● **RECORDS TO PROCESS**:
-- Opening Marker --

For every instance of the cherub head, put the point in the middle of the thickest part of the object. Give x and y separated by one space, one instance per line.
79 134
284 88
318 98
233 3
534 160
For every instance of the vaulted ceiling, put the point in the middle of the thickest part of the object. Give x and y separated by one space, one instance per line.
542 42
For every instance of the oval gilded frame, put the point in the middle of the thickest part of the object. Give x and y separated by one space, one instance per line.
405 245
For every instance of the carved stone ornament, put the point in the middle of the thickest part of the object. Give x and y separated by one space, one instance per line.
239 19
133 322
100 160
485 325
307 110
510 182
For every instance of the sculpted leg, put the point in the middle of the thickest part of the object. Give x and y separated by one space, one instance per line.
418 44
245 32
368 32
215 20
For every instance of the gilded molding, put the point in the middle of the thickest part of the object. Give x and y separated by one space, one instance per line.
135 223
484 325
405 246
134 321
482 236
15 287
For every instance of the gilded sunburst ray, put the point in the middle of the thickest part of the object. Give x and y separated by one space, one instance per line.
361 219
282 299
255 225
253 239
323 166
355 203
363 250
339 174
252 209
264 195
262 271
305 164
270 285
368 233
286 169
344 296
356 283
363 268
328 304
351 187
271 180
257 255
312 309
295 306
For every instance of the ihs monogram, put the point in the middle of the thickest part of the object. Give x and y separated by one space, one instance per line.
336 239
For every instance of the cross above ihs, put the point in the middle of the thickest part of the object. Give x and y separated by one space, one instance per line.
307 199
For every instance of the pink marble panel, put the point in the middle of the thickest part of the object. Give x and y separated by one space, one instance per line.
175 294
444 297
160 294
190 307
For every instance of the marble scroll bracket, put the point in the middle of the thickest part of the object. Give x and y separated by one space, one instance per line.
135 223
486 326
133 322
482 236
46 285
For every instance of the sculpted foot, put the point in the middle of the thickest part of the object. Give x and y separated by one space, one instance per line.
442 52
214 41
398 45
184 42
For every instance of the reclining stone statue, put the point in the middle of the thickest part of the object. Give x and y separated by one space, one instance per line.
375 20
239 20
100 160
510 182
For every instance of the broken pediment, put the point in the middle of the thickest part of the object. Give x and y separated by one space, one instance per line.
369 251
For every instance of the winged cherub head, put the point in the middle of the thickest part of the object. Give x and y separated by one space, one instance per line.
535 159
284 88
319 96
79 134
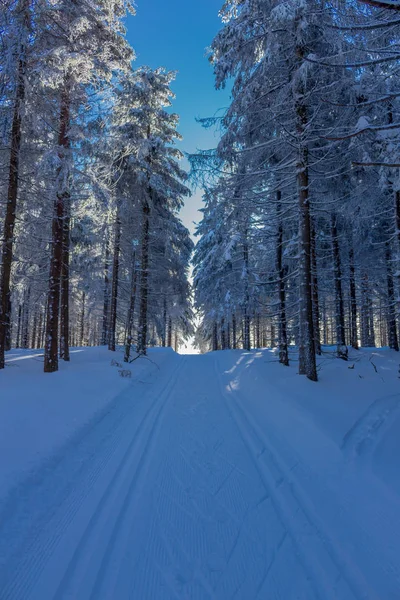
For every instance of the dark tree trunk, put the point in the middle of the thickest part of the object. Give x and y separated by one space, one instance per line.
131 310
25 320
353 302
38 340
18 340
144 279
53 297
223 334
64 309
234 334
34 330
169 342
315 293
164 330
115 282
339 305
82 319
258 331
391 301
215 337
11 208
283 342
307 358
246 308
106 300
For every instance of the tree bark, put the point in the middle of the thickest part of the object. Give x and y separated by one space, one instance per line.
307 358
82 319
391 301
106 300
144 279
315 292
53 297
11 208
234 333
64 314
131 310
169 342
337 269
115 282
353 302
283 342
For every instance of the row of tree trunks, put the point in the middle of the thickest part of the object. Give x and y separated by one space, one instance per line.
12 195
115 281
64 308
58 256
144 279
339 305
307 355
283 341
131 309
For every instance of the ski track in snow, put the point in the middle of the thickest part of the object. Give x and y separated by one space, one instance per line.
177 494
319 555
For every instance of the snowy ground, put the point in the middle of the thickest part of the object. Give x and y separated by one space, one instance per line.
223 476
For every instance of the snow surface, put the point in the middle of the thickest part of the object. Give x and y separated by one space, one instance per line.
221 476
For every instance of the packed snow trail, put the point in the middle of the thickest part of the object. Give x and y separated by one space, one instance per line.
181 493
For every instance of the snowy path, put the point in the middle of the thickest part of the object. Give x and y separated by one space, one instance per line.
182 494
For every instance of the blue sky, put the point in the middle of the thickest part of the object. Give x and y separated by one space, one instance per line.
175 34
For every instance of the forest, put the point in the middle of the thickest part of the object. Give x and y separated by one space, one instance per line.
298 243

-- Closing Marker --

● **THE PROBLEM**: Beginning at the line that holds "For every instance of the blue", write out word for word each line through the end of the records.

● **WRITTEN SOLUTION**:
For every instance of the blue sky, put the point in the middle of the thickest part of the object. Give x and y separated by one space, one instance per line.
175 34
For every instance of the forest, put the point in the middle of the thickest part of the object. Give x and y separated by one space, one instance per line.
298 243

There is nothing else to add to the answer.